== The problem ==
Copy out the data again word for word, starting at the line containing "drop a point: the airport control tower" and ending at the end of the data, with both ends included.

== Extracted material ==
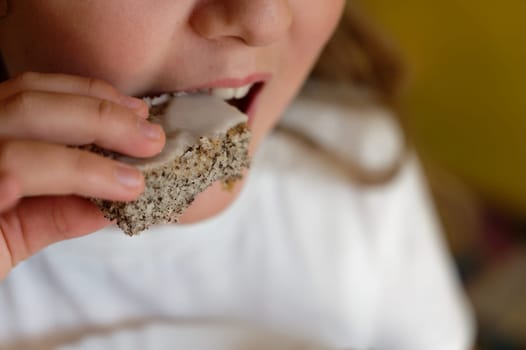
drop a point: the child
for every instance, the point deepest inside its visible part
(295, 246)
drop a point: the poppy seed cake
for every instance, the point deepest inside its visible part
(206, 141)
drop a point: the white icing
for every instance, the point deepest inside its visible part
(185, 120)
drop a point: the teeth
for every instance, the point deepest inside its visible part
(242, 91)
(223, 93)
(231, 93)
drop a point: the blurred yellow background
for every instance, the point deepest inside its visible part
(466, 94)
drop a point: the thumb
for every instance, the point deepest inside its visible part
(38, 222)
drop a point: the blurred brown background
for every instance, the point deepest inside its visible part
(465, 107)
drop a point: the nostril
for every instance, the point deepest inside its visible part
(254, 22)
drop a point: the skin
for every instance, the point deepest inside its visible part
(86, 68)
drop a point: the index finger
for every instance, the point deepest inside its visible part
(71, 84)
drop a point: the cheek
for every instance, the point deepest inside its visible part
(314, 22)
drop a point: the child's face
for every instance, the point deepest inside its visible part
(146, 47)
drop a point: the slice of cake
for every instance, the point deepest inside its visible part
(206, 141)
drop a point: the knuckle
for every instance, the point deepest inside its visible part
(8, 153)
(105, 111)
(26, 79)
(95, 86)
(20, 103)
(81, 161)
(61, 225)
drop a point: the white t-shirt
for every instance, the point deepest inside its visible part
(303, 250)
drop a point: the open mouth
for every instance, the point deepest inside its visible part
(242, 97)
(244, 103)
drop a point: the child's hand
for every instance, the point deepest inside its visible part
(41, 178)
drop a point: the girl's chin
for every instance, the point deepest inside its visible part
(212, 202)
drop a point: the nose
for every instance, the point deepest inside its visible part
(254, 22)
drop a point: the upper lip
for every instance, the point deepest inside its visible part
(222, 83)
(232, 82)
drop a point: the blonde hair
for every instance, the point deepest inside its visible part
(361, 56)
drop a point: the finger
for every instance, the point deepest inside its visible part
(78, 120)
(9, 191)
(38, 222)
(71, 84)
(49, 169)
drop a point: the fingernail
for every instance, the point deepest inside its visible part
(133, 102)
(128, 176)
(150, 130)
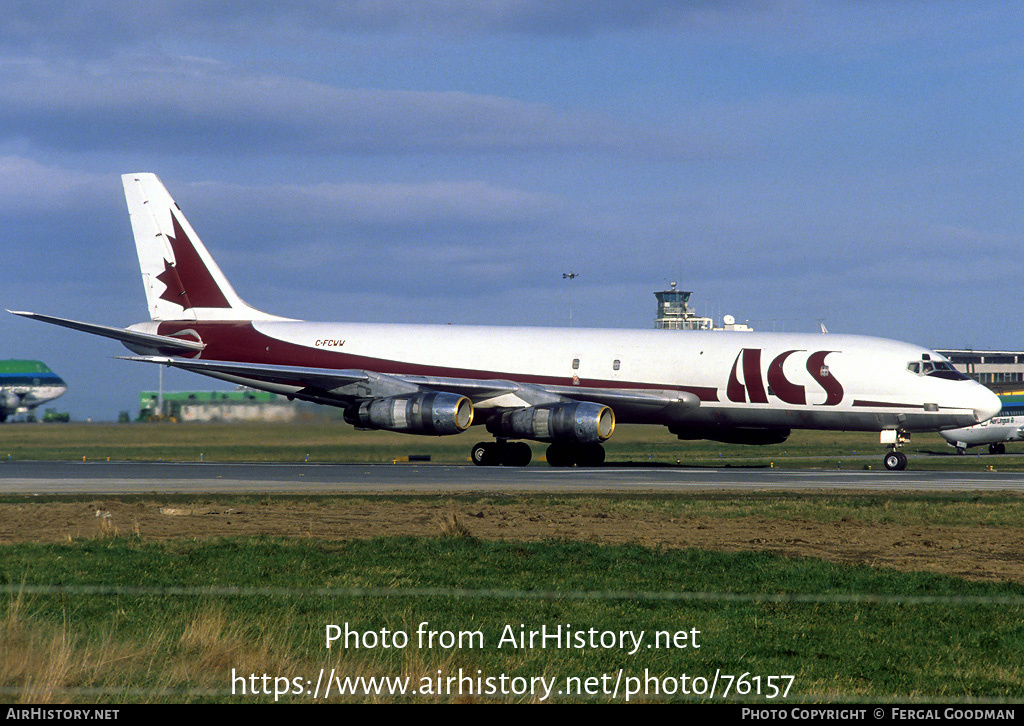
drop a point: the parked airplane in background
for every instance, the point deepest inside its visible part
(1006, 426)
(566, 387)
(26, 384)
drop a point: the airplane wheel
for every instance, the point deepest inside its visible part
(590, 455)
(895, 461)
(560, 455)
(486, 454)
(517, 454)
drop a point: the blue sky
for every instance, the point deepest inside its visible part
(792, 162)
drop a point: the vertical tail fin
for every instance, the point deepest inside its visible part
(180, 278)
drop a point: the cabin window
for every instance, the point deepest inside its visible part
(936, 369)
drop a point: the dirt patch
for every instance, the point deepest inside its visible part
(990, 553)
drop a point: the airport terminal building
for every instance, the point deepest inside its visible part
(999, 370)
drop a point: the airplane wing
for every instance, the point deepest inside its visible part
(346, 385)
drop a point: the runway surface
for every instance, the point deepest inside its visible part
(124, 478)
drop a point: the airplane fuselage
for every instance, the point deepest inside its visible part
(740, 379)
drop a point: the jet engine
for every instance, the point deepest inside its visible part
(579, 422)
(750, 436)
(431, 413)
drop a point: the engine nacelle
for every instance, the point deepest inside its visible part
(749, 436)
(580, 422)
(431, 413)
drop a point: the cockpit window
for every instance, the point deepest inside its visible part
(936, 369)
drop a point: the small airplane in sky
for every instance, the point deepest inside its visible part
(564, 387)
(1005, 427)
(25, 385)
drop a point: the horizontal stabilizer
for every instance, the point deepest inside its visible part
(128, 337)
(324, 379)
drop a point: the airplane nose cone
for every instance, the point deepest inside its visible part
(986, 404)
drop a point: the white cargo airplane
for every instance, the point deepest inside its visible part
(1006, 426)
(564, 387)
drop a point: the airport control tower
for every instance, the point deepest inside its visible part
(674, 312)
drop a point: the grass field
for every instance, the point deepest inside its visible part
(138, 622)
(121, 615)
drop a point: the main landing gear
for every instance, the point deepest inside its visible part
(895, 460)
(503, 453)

== The reply ==
drop a point: the airport control tower
for every instance, the point deepest inside its visible part
(674, 312)
drop a point: the grass field
for every instance, the point deepest inside its visible part
(138, 622)
(121, 615)
drop a point: the main landing gear
for every instance, the point deepest inside its visible part
(895, 460)
(503, 453)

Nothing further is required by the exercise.